取り組む課題 -
• 1. 耐震補強工法についての引用文のうち、「建物との一体化に際しては、連」から「界や採光・通風を阻害しない。」までを、「連結鋼管」を「連結鋼材」に置き換えて書き直してください。
• 2. 耐震補強工法についての引用文に照らして、次の(a)〜(c)が本文と合っているかをそれぞれ「はい」か「いいえ」で答え、決め手となる本文の語句を引用してください。(a) この工法では建物室内での工事が必要である。(b) 補強フレームはプレキャストコンクリート製である。(c) 補強フレームにはブレース材が使われている。

引用文 -

------------------------------------

奥村組は29日、バルコニーや外部廊下など跳ね出し床がある建物を使用 しながら耐震補強できる低騒音・低振動の外付けフレーム増設型「省アンカーアウトフレーム耐震補強工法」を開発し(特許出願済)、実工事に適用した上で、 一般財団法人日本建築総合試験所の建築技術性能証明(GBRC性能証明 第13-30号)を取得したと発表した。

【背景】
 耐震補強工事では、既設建物を使用しながらの工事を求められるケースが多くあり、建物使用者や周辺環境への影響を最小限にして工事を進める必要がある。
【概要】
 本工法は、跳ね出し床がある建物の外側にプレキャストコンクリート製の補強フレームを取り付け、そのフレームと建物を跳ね出し床の下部に増設するコンクリートスラブで一体化することで、工期短縮を図りながら建物を補強する。
建物との一体化に際しては、連結鋼管を使用し、一般的に使用されているあと施工アンカーの打設本数を低減することで、騒音・振動の発生を軽減する。

【主な特長】
 (1)建物室内の工事が不要なので、建物を使用しながらの補強に適している。
 (2)補強フレームにはブレース材(斜材)が無いので、視界や採光・通風を阻害しない。

------------------------------------

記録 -

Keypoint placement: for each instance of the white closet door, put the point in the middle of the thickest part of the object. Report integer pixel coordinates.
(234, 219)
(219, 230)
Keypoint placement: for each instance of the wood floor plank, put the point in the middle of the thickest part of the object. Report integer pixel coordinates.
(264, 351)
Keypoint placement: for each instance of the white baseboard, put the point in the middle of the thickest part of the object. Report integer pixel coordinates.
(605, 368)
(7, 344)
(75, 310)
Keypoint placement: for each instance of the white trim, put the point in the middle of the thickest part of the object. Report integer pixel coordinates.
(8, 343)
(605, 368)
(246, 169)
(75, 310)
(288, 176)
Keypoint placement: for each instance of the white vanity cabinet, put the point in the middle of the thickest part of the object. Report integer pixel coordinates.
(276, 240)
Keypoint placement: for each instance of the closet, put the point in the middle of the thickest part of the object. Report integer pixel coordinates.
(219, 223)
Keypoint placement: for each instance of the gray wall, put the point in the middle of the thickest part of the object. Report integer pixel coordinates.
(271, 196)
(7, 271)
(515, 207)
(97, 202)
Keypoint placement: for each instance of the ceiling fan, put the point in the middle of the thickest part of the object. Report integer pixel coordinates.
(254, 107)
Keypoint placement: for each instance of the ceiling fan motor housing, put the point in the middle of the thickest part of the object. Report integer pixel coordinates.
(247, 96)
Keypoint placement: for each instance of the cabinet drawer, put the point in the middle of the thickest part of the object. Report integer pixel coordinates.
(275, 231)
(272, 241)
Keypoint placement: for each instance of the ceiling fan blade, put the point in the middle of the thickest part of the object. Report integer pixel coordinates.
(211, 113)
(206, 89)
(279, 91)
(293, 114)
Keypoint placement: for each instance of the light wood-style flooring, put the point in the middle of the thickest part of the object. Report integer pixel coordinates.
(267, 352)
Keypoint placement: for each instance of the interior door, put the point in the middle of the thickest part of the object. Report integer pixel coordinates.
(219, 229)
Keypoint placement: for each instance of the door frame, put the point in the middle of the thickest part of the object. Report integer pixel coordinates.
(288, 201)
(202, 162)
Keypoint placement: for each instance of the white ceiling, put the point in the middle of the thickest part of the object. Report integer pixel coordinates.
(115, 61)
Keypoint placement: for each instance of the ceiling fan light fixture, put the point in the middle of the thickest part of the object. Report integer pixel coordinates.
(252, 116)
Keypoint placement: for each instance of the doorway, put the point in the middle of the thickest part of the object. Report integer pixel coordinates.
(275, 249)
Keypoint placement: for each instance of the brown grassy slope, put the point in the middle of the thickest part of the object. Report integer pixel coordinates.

------------------------------------

課題別の解答 -
• 1.
建物との一体化に際しては、連結鋼材を使用し、一般的に使用されているあと施工アンカーの打設本数を低減することで、騒音・振動の発生を軽減する。

【主な特長】
 (1)建物室内の工事が不要なので、建物を使用しながらの補強に適している。
 (2)補強フレームにはブレース材(斜材)が無いので、視界や採光・通風を阻害しない。

• 2.
(a) いいえ。本文には「建物室内の工事が不要なので」とあります。
(b) はい。本文には「プレキャストコンクリート製の補強フレームを取り付け」とあります。
(c) いいえ。本文には「補強フレームにはブレース材(斜材)が無いので」とあります。